Direction —
Please copy out the stretch from the start of the items through the line containing "[523,233,603,282]", substituting "building front" for "building facade" and leaving everything else unchanged.

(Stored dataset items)

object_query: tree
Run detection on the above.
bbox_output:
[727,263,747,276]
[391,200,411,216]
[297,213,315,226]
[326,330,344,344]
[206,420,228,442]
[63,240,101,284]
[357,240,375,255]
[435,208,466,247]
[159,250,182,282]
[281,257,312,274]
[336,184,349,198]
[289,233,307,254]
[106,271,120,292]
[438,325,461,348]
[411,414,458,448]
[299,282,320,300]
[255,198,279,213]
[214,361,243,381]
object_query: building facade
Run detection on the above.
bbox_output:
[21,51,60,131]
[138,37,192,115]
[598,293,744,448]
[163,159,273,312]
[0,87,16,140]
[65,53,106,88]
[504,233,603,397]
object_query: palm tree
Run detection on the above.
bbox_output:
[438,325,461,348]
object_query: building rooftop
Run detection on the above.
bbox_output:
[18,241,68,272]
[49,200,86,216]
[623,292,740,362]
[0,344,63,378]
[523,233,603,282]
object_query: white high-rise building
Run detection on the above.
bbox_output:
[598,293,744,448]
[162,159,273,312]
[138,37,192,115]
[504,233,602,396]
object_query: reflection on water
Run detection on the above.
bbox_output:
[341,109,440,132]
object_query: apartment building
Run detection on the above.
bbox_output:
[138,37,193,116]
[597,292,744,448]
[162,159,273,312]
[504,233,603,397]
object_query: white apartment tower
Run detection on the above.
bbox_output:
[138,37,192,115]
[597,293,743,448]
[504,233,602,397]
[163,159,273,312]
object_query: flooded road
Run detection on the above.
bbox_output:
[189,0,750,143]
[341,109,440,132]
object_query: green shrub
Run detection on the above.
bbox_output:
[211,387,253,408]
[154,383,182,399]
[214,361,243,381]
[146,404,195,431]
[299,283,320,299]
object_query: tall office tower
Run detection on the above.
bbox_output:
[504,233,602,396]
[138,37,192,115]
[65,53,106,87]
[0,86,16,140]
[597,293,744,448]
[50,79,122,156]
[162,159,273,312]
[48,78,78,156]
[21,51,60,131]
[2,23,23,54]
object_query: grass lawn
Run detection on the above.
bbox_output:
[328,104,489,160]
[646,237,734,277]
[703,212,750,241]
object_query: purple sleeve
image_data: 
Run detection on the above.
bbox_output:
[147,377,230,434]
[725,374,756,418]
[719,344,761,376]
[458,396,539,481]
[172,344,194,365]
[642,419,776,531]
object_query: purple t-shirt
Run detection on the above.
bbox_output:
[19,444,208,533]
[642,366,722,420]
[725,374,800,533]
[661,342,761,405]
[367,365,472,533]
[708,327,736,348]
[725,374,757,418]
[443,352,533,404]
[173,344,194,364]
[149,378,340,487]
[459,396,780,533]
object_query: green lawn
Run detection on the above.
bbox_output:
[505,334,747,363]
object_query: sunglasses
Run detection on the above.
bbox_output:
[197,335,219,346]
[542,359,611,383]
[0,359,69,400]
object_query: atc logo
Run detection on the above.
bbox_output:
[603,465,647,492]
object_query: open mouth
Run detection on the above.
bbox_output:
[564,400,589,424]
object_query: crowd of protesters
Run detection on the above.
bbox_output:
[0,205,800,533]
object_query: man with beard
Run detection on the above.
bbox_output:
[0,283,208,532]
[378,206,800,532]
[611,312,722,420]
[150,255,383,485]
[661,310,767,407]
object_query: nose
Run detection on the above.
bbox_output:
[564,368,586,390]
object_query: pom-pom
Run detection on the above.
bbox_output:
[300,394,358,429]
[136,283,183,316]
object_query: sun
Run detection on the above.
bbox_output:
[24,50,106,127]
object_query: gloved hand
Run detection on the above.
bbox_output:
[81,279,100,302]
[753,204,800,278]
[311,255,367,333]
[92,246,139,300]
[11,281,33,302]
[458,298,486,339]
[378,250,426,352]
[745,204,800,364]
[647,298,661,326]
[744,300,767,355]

Correct output —
object_query: tree
Run detection on the above.
bbox_output:
[727,263,747,276]
[391,200,411,216]
[297,213,315,226]
[326,330,344,344]
[206,420,228,442]
[63,240,101,284]
[357,240,375,255]
[435,208,466,247]
[159,250,182,282]
[281,257,312,274]
[336,184,349,198]
[289,233,307,254]
[106,271,120,292]
[438,325,461,348]
[411,414,458,448]
[299,282,320,300]
[255,198,279,213]
[214,361,243,381]
object_query: building front
Run detection on the above.
bbox_output:
[21,51,60,131]
[138,37,192,115]
[598,293,744,448]
[163,159,273,312]
[0,87,16,140]
[65,53,106,88]
[504,233,603,397]
object_query: palm tree
Run detection on the above.
bbox_output:
[438,325,461,348]
object_query: building rooftop
Run detection on the above.
bbox_output:
[18,241,68,272]
[49,200,86,216]
[623,292,740,362]
[0,344,63,378]
[523,233,603,282]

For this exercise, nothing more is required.